= Beginning of Section =

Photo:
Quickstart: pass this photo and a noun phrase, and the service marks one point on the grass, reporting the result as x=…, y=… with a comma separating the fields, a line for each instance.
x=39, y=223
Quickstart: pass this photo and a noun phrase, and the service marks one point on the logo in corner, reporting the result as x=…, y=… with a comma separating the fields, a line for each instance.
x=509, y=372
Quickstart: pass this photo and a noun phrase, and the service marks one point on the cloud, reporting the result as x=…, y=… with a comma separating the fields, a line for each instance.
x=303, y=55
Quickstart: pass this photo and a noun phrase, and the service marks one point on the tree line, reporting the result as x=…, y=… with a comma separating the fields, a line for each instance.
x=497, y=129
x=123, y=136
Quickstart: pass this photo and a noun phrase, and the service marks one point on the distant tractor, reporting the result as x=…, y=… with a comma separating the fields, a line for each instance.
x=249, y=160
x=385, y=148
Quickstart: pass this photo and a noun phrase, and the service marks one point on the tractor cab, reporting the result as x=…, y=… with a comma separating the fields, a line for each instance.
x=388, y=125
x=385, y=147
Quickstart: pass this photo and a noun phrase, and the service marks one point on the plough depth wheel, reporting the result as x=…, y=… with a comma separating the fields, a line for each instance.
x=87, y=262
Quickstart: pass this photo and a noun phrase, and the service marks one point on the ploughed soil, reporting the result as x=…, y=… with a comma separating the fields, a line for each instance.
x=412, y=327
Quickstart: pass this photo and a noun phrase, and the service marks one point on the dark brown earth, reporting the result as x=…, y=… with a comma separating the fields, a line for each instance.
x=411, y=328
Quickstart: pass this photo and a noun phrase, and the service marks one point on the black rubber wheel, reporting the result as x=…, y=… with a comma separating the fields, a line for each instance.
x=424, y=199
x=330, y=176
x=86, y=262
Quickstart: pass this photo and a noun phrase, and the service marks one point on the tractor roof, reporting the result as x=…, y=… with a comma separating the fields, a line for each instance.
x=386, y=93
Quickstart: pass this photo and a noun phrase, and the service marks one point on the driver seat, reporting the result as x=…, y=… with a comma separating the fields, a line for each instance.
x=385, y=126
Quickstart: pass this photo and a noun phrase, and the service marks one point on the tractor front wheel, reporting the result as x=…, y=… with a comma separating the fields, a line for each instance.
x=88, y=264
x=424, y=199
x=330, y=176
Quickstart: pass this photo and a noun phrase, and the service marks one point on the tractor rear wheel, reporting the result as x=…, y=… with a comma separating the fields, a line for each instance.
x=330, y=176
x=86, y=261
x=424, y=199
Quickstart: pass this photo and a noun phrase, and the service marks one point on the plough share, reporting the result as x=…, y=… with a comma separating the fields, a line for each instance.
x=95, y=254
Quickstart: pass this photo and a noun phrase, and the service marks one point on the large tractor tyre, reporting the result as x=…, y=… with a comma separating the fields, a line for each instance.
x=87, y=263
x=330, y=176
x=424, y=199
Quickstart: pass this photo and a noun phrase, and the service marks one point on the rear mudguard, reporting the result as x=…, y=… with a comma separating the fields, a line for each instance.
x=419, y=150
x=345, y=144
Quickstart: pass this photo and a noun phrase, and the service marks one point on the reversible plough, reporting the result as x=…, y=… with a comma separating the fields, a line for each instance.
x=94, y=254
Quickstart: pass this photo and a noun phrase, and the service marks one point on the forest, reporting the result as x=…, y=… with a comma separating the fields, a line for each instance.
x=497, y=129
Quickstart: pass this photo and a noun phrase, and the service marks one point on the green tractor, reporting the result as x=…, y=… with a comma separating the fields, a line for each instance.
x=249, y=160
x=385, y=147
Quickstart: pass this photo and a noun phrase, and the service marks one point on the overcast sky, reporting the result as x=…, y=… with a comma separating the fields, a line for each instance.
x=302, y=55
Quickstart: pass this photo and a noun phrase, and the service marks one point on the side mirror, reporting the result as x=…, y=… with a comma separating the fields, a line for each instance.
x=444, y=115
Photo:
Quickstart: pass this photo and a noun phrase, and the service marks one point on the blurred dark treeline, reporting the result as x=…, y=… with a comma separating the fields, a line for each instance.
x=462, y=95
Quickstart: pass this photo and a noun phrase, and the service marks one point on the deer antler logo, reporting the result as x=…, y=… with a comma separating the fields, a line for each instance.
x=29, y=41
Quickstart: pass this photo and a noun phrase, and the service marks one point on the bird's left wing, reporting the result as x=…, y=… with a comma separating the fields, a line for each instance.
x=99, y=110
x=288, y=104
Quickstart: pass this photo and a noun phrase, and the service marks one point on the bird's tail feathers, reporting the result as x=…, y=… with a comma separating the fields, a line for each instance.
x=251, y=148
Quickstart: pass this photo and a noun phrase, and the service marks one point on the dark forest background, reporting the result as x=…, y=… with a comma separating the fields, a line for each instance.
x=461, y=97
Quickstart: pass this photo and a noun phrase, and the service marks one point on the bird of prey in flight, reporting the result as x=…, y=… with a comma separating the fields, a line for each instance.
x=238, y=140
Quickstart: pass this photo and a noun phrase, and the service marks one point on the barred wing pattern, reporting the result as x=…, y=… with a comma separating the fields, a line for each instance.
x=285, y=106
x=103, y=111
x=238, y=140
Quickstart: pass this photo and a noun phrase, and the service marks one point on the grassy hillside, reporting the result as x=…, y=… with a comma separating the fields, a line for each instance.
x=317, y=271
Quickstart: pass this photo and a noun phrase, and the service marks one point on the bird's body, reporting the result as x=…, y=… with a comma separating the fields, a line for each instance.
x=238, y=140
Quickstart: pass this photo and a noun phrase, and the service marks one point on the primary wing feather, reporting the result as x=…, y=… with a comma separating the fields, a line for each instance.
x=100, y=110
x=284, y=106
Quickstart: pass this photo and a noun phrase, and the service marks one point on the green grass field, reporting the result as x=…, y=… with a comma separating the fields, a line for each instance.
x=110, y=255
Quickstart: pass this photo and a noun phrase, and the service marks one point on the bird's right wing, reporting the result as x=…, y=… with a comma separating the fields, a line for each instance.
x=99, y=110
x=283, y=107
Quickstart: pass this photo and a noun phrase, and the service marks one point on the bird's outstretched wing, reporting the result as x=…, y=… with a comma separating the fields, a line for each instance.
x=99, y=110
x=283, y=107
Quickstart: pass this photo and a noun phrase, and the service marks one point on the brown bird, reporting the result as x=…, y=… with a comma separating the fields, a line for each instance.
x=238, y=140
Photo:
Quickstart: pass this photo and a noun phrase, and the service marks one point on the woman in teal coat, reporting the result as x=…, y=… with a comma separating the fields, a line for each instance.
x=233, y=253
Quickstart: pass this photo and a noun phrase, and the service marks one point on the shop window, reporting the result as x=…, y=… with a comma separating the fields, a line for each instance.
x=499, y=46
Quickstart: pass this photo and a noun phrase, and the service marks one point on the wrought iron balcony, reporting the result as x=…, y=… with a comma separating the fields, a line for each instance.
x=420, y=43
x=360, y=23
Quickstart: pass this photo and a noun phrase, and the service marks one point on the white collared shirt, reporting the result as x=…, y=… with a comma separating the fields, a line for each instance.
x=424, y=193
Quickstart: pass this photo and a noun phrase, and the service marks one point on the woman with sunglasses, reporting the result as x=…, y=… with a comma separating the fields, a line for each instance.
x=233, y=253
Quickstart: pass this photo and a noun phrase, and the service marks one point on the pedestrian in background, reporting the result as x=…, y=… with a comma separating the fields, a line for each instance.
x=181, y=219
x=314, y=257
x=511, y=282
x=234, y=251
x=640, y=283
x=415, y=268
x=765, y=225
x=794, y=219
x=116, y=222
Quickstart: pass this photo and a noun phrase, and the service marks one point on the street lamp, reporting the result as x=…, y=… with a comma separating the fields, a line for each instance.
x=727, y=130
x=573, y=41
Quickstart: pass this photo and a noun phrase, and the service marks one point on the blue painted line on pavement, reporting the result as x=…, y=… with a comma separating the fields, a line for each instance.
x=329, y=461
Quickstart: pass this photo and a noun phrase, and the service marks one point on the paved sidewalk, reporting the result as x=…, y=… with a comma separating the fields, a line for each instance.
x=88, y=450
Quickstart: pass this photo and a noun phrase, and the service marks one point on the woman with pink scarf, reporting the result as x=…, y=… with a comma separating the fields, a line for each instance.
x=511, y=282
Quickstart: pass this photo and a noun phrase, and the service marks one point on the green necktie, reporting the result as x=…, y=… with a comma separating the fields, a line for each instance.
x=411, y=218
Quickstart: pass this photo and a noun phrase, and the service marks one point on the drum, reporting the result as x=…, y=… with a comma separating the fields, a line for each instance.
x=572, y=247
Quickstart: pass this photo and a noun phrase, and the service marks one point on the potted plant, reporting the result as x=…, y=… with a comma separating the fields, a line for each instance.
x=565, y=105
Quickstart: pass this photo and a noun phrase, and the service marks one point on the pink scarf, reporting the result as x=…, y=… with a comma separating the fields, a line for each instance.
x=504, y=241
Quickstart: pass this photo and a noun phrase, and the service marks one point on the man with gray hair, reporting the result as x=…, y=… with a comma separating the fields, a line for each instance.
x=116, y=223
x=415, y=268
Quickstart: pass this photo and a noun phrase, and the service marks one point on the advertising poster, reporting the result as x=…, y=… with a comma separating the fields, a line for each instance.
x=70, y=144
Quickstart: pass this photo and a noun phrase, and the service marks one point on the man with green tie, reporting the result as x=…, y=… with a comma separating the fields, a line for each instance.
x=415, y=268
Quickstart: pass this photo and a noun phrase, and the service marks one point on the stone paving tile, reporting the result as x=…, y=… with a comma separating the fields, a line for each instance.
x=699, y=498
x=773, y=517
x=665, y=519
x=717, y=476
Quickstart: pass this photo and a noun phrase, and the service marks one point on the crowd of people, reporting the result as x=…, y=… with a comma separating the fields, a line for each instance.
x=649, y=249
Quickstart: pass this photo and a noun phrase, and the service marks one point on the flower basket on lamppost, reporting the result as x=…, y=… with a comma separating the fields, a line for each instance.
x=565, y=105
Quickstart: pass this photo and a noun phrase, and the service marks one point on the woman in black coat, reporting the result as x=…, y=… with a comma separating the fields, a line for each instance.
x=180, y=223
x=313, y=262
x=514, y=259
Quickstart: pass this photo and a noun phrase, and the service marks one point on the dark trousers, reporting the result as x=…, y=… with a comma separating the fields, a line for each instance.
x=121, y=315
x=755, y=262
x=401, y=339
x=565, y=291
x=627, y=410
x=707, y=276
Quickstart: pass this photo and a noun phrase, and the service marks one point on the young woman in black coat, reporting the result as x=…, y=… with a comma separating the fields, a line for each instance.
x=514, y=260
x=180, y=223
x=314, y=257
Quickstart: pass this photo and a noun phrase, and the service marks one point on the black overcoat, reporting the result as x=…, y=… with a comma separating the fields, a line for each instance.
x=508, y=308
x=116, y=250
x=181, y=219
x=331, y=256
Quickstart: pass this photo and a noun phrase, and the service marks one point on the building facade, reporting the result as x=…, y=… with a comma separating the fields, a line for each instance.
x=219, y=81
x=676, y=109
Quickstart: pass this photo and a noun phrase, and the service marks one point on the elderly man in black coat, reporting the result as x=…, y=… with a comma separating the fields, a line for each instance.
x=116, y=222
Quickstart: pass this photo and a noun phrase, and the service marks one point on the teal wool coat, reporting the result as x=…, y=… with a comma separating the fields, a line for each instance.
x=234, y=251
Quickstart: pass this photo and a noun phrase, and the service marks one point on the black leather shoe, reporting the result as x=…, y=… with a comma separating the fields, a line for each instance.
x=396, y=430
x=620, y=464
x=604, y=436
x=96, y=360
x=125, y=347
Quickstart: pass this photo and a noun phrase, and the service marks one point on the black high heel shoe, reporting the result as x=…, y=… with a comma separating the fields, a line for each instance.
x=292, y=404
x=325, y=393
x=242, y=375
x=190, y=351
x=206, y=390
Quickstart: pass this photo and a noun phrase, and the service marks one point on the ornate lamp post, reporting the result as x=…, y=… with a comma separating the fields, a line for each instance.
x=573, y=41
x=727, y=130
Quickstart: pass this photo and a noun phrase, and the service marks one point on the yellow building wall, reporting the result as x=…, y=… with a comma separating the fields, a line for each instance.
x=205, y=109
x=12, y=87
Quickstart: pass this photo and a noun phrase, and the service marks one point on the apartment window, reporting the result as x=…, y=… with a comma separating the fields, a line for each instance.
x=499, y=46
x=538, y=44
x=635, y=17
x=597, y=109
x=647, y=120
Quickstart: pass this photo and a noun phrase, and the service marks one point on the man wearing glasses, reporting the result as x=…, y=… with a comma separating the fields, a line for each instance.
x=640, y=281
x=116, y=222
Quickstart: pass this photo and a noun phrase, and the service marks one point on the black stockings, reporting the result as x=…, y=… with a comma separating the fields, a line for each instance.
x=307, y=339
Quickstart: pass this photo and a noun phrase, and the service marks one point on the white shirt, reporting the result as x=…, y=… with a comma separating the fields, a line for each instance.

= End of Section =

* [Problem to solve] The lines to reproduce run from the one containing "black stockings, reporting" to the last line of the listing; print them exactly, including both ends.

* [Exercise response]
Quickstart: pass this photo and a noun phrase, and the service marks one point on the black stockings, reporting the result as x=…, y=… with a comma separating the fields, a line for each instance.
x=307, y=339
Quickstart: pass this photo and a noun phrase, and the service marks one point on the white shirt, reporting the result as x=…, y=… with a comma separating the fields, a line for each instance.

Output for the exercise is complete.